**Data provided**
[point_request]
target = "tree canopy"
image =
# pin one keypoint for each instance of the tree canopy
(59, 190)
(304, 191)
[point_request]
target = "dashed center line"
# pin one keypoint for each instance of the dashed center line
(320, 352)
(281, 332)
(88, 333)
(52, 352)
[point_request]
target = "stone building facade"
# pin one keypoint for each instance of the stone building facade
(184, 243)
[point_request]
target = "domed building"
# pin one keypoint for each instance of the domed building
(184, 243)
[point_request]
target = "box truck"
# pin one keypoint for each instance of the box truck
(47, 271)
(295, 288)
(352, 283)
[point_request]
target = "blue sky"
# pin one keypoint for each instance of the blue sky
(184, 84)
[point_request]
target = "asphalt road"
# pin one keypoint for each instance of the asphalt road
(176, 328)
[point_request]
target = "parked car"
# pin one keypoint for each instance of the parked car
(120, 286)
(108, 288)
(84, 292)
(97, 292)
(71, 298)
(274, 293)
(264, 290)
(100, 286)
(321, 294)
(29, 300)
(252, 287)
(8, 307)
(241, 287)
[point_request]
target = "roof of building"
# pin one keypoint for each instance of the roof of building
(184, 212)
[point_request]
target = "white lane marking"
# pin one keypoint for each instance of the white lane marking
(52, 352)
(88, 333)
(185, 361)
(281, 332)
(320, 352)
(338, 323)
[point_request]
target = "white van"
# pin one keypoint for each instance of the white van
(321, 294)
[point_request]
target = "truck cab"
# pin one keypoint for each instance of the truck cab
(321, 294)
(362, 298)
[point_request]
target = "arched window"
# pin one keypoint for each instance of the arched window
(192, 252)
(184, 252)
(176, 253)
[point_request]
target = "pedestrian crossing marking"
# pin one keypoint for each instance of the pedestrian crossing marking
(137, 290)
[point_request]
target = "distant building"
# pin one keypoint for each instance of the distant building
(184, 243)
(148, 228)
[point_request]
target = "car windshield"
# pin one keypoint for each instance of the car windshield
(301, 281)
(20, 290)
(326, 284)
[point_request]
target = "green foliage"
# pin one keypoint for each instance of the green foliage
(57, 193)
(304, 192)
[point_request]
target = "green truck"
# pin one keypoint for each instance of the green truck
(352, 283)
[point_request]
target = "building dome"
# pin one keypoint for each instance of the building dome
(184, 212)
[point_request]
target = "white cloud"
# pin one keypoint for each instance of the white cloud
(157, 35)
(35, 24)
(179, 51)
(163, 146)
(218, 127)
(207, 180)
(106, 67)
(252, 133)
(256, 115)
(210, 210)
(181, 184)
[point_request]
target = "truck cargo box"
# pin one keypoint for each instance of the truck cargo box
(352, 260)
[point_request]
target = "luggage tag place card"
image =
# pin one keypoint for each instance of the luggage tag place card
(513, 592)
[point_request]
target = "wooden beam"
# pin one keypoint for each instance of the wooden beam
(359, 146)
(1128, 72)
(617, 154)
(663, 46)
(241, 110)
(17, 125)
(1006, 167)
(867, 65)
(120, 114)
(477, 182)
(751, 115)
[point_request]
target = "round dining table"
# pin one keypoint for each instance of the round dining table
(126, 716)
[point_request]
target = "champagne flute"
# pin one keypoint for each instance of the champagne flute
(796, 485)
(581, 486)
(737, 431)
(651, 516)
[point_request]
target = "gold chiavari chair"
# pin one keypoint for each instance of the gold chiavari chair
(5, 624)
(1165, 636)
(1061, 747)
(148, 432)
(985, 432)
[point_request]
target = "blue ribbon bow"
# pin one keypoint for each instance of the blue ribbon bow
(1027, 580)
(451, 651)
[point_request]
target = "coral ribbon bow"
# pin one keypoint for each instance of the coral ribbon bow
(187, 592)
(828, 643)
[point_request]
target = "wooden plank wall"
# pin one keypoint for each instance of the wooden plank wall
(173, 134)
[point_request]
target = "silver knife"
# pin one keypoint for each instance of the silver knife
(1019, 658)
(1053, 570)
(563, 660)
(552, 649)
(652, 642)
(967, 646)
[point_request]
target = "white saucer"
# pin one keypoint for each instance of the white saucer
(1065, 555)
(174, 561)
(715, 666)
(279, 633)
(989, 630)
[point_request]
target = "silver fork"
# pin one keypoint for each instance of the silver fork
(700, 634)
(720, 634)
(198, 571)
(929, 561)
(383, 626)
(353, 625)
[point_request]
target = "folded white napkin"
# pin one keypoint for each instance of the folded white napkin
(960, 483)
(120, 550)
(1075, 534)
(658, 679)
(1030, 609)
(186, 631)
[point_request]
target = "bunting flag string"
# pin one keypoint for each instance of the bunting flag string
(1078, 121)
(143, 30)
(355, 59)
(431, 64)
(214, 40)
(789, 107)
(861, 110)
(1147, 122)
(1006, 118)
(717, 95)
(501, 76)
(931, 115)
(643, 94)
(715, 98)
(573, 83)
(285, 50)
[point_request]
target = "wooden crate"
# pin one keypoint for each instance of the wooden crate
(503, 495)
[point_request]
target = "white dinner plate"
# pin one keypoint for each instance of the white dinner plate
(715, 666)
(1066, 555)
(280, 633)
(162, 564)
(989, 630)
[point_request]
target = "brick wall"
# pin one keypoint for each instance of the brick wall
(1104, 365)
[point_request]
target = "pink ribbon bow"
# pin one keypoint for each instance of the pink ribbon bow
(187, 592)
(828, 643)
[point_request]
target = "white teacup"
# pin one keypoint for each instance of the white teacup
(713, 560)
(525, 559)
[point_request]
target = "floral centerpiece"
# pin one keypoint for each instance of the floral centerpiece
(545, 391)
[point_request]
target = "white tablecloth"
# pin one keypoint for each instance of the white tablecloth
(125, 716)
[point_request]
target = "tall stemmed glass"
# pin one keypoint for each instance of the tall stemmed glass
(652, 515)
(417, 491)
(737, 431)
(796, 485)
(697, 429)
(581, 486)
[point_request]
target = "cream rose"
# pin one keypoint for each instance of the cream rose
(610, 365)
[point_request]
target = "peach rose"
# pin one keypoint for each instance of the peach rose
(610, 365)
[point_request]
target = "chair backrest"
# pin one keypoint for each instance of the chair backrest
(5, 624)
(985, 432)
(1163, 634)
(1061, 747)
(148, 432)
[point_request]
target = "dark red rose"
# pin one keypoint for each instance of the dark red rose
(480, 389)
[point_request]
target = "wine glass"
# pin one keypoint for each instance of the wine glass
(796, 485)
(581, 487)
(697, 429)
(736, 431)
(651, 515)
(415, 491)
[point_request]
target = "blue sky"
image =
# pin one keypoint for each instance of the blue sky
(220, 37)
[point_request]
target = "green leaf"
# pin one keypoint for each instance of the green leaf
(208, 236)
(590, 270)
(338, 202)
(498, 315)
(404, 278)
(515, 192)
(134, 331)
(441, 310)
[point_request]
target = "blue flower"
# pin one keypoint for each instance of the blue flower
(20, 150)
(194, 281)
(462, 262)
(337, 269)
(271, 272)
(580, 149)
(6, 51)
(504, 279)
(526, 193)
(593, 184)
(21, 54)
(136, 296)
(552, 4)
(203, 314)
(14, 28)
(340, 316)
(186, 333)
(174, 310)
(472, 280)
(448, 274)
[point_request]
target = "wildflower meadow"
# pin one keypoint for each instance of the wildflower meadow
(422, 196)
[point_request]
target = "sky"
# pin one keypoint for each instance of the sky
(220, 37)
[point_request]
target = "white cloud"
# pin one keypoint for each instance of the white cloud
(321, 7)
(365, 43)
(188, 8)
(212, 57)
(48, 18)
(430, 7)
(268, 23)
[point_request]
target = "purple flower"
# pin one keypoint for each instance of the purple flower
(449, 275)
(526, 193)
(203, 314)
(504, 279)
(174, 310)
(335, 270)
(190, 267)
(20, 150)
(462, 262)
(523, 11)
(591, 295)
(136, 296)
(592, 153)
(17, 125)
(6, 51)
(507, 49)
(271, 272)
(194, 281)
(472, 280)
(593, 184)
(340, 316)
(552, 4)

**What this task involves**
Please repeat all the records above exactly as they appear.

**Task output**
[point_request]
target = "tree canopy"
image =
# pin one keypoint for each instance of the tree canopy
(59, 190)
(304, 191)
[point_request]
target = "dashed center line"
# pin one keypoint for each instance of the dashed center line
(320, 352)
(281, 332)
(88, 333)
(52, 352)
[point_request]
target = "stone building facade"
# pin one keypoint for each instance of the stone building facade
(184, 243)
[point_request]
target = "domed building"
# pin one keypoint for each instance of the domed building
(184, 243)
[point_request]
target = "box truck"
# pin one keypoint for each instance of the box truck
(47, 271)
(295, 288)
(352, 283)
[point_request]
target = "blue sky"
# pin one keypoint for each instance of the blue sky
(184, 84)
[point_request]
target = "asphalt road"
# pin one keypoint for each instance of the asphalt road
(176, 328)
[point_request]
target = "parked car"
# pin one keypoint for each instance of the parked car
(120, 286)
(108, 288)
(84, 292)
(97, 292)
(71, 298)
(274, 293)
(264, 290)
(100, 286)
(321, 294)
(29, 300)
(252, 287)
(8, 307)
(241, 287)
[point_request]
target = "roof of building"
# pin one keypoint for each instance of the roof of building
(184, 212)
[point_request]
target = "white lane marking"
# pin one keypoint for each instance of the white lane marking
(52, 352)
(88, 333)
(185, 361)
(281, 332)
(320, 352)
(338, 323)
[point_request]
target = "white van"
# pin one keypoint for each instance of the white van
(321, 294)
[point_request]
target = "truck cab"
# pin one keypoint for each instance of the truck cab
(321, 294)
(362, 298)
[point_request]
target = "arched window"
# pin one keypoint for each instance of the arched window
(192, 252)
(184, 252)
(176, 253)
[point_request]
target = "pedestrian crossing marking"
# pin one keypoint for each instance of the pedestrian crossing marking
(137, 290)
[point_request]
target = "distant building"
# pin one keypoint for each instance of the distant building
(184, 243)
(148, 228)
[point_request]
target = "car windshield"
# pin one keypoint for each instance of the car windshield
(301, 281)
(20, 290)
(326, 284)
[point_request]
target = "green foliage"
# pin one keypoint for each instance of the green foliage
(57, 193)
(304, 192)
[point_request]
target = "green truck"
# pin one keypoint for each instance of the green truck
(352, 283)
[point_request]
target = "building dome"
# pin one keypoint for each instance of the building dome
(184, 212)
[point_request]
target = "white cloud"
# pin one keypoint for each instance of the white cloud
(157, 35)
(35, 24)
(179, 51)
(163, 146)
(218, 127)
(207, 180)
(106, 67)
(252, 133)
(256, 115)
(210, 210)
(181, 184)
[point_request]
target = "truck cargo box"
# pin one keypoint for each instance of the truck cargo box
(352, 260)
[point_request]
target = "luggage tag place card"
image =
# pin one keypoint for each instance of the luggage tag place card
(513, 592)
[point_request]
target = "wooden beam"
# pin one keypoint for each instance of the wooden beam
(359, 146)
(1128, 72)
(617, 154)
(663, 46)
(241, 110)
(17, 125)
(1006, 167)
(867, 65)
(120, 114)
(477, 182)
(751, 115)
[point_request]
target = "round dining table"
# pin one keypoint for each instance of the round dining table
(126, 716)
[point_request]
target = "champagne flute"
# pin one keypoint for each instance of the champagne flute
(796, 485)
(581, 486)
(737, 431)
(651, 516)
[point_request]
target = "gold chiavari chair"
# pin one keypoint for each instance of the gold chiavari chair
(5, 624)
(1165, 636)
(1061, 747)
(148, 432)
(985, 432)
[point_request]
target = "blue ribbon bow"
# pin one keypoint for each instance of the blue ribbon bow
(1027, 580)
(451, 651)
[point_request]
target = "coral ribbon bow"
# pin one keypoint for each instance of the coral ribbon bow
(187, 592)
(828, 643)
[point_request]
target = "wooden plank wall"
# pin one keypoint for each instance of the wooden plank wall
(173, 134)
[point_request]
target = "silver knife"
# pin one keypoint for each instance of the silver knife
(1019, 658)
(1053, 570)
(563, 660)
(552, 649)
(652, 642)
(967, 646)
[point_request]
target = "white saucer"
# pin one keypoint for each instance of the white saucer
(1065, 555)
(174, 561)
(715, 666)
(279, 633)
(989, 630)
[point_request]
target = "silver fork"
# pin one keypoint for each instance of the silver fork
(700, 634)
(720, 634)
(198, 571)
(929, 561)
(383, 626)
(353, 625)
[point_request]
target = "folded white napkin"
# pin one keypoint for each instance of the folded white napkin
(960, 483)
(120, 550)
(1075, 534)
(658, 679)
(1030, 609)
(186, 631)
[point_request]
target = "bunting flag string"
# pin one keypoint for each instance of the bunting flag string
(1078, 121)
(143, 30)
(355, 59)
(431, 64)
(214, 40)
(789, 107)
(861, 110)
(1147, 122)
(1006, 118)
(717, 95)
(501, 76)
(931, 115)
(643, 94)
(715, 98)
(573, 83)
(285, 50)
[point_request]
target = "wooden crate"
# pin one keypoint for each instance of the wooden crate
(503, 495)
[point_request]
target = "white dinner plate"
# pin one keypoint for each instance of the white dinner plate
(715, 666)
(1066, 555)
(280, 633)
(162, 564)
(989, 630)
[point_request]
target = "brick wall"
# pin one keypoint for each instance of the brick wall
(1104, 365)
[point_request]
target = "pink ribbon bow"
# pin one keypoint for each instance of the pink ribbon bow
(187, 592)
(828, 643)
[point_request]
target = "white teacup"
# pin one keypoint for each instance of the white teacup
(713, 560)
(525, 559)
[point_request]
target = "floral centerpiece"
# pin one keypoint for each instance of the floral centerpiece
(545, 391)
[point_request]
target = "white tablecloth"
# pin one keypoint for each instance of the white tablecloth
(125, 716)
[point_request]
target = "tall stemmed glass"
# pin one keypoint for each instance of the tall stemmed glass
(652, 515)
(417, 491)
(737, 431)
(796, 485)
(697, 429)
(581, 486)
[point_request]
target = "cream rose"
# pin one keypoint for each instance of the cream rose
(610, 365)
[point_request]
target = "peach rose"
# pin one keypoint for each instance of the peach rose
(610, 365)
[point_request]
target = "chair backrest"
# pin one keypoint for each instance of the chair backrest
(5, 624)
(985, 432)
(1163, 634)
(1061, 747)
(148, 432)
[point_request]
target = "dark red rose"
# pin one keypoint for each instance of the dark red rose
(480, 389)
[point_request]
target = "wine glass"
# pin one keypoint for each instance of the wine glass
(796, 485)
(581, 487)
(697, 429)
(736, 431)
(651, 515)
(415, 491)
[point_request]
target = "blue sky"
image =
# pin one keypoint for each instance of the blue sky
(220, 37)
[point_request]
target = "green leaf"
# pin one keypoint for each instance of the green leaf
(208, 236)
(590, 270)
(338, 202)
(498, 315)
(404, 278)
(515, 192)
(134, 331)
(441, 310)
[point_request]
target = "blue flower"
# pin one keypoint for each instance of the blue flower
(20, 150)
(194, 281)
(462, 262)
(337, 269)
(271, 272)
(580, 149)
(6, 51)
(504, 279)
(526, 193)
(593, 184)
(21, 54)
(136, 296)
(552, 4)
(203, 314)
(14, 28)
(340, 316)
(186, 333)
(174, 310)
(472, 280)
(448, 274)
[point_request]
target = "wildflower meadow"
# pin one keypoint for each instance of the wildflower meadow
(422, 196)
[point_request]
target = "sky"
# pin one keypoint for each instance of the sky
(220, 37)
[point_request]
target = "white cloud"
# pin one keypoint for each instance of the white cloud
(321, 7)
(365, 43)
(188, 8)
(212, 57)
(48, 18)
(430, 7)
(268, 23)
[point_request]
target = "purple flower"
# pin one keypoint for each instance of the purple flower
(449, 275)
(526, 193)
(203, 314)
(504, 279)
(174, 310)
(335, 270)
(190, 267)
(20, 150)
(462, 262)
(523, 11)
(591, 295)
(136, 296)
(592, 153)
(17, 125)
(6, 51)
(507, 49)
(271, 272)
(194, 281)
(472, 280)
(593, 184)
(340, 316)
(552, 4)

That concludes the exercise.